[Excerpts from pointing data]
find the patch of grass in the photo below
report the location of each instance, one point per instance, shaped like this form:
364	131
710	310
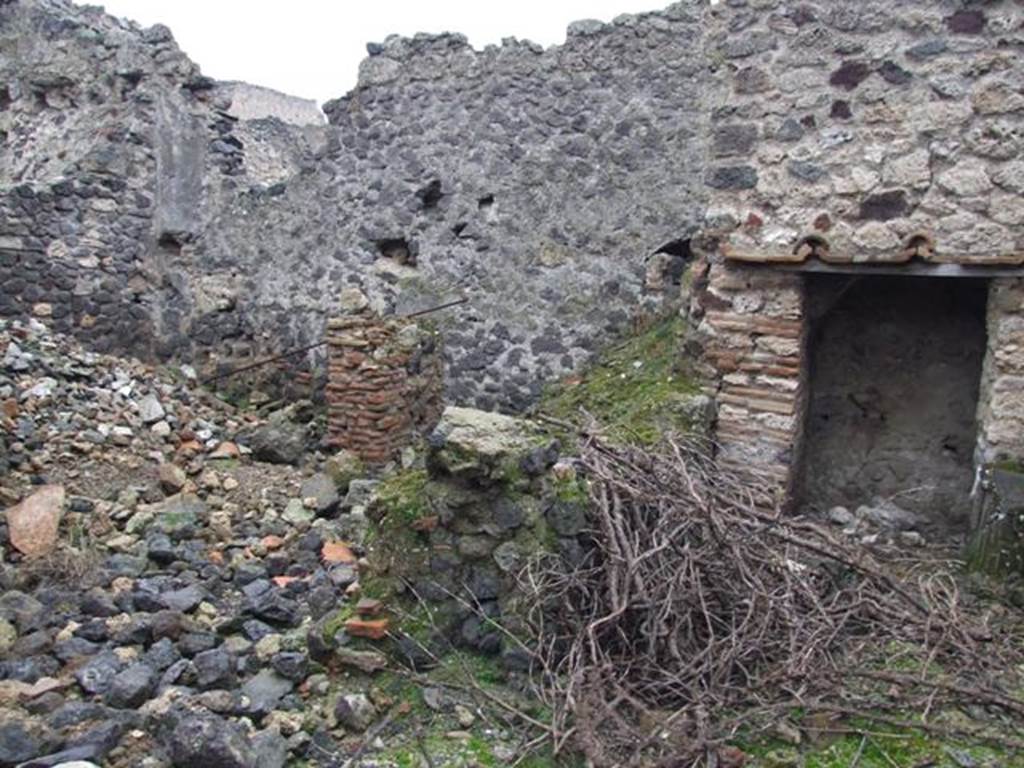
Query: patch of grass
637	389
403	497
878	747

...

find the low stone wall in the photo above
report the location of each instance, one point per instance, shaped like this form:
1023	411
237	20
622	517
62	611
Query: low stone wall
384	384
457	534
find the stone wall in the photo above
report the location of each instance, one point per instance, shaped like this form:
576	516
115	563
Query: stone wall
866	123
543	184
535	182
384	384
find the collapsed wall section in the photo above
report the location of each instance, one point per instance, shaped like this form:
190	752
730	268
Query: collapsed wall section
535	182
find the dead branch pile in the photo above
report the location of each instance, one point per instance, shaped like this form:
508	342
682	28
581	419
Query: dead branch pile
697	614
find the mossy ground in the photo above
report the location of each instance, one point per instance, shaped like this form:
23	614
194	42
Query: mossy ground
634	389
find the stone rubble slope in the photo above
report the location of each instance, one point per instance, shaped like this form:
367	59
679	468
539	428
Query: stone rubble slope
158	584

> **Aim**: Please pick out and copy every line of the listing that contains the string "above", treating uppercase and lowercase as different.

> **Solved problem**:
find the low stone wall in the photo above
find the stone wall in the photo above
find the collapsed wall section in the photo above
find the dead branch pile in the photo above
find the mossy ground in the photo above
find the stone rubble slope in the photo above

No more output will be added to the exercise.